Records for the exercise Block Start

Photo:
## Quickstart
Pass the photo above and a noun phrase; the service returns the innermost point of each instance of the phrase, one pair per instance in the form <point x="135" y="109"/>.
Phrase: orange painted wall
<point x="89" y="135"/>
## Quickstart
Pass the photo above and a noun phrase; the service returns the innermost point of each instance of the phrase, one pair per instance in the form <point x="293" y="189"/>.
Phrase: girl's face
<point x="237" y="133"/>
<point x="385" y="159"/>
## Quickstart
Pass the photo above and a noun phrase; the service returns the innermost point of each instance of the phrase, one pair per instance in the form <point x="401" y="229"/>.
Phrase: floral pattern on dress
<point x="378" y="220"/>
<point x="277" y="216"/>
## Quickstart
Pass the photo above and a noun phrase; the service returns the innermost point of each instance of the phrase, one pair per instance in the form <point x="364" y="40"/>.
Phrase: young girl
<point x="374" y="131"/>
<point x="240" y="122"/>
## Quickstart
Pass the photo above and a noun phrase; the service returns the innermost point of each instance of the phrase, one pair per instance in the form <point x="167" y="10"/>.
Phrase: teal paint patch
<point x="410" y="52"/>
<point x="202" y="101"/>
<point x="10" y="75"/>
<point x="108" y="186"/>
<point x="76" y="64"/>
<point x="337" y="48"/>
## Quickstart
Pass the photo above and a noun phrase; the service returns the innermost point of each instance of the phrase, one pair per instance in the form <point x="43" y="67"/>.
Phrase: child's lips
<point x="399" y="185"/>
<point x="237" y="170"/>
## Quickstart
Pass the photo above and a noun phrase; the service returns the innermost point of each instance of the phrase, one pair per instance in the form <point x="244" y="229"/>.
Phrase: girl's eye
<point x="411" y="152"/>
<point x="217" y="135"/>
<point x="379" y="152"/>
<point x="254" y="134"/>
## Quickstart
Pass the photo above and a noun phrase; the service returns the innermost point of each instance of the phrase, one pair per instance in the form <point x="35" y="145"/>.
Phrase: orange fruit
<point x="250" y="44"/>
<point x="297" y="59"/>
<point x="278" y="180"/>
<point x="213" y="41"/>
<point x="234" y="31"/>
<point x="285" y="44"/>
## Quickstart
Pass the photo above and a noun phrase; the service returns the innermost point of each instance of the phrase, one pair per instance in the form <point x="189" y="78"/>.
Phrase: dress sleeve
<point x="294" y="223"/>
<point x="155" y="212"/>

Records for the exercise Block End

How to complete this task
Find the word "above" in the records and pull out each line that has it.

Completed exercise
Pass the photo above and a noun phrase; the service returns the innermost point of each instance of the phrase, one pair per instance in the form <point x="135" y="109"/>.
Pass the photo above and a noun phrase; the service returns the innermost point of each instance of the phrase, one pair per instance in the form <point x="293" y="189"/>.
Pass the photo above and a noun phrase; the service returns the innermost point of each instance of the phrase, one pair per instance in the form <point x="401" y="229"/>.
Pass the photo above and a noun phrase; the service returns the innermost point of each instance of the phrase, one pair per instance in the form <point x="364" y="40"/>.
Pass the photo above and a noun phrase; the service returns the innermost point of each instance of the phrase, one pair per instance in the form <point x="167" y="10"/>.
Pass the photo above and a noun phrase; the service returns the innermost point of each instance of the phrase, one pair per instance in the form <point x="43" y="67"/>.
Pass the photo above and a noun phrase; the service returns the innermost point of each instance of the phrase, one pair per instance in the form <point x="244" y="229"/>.
Pass the photo above and a noun phrase; the service returns the innermost point of each instance of the phrase, one pair per instance in the form <point x="35" y="145"/>.
Pass the photo above and a noun phrase; the service returns the innermost point of each instance of the phrase, one pair per instance in the form <point x="189" y="78"/>.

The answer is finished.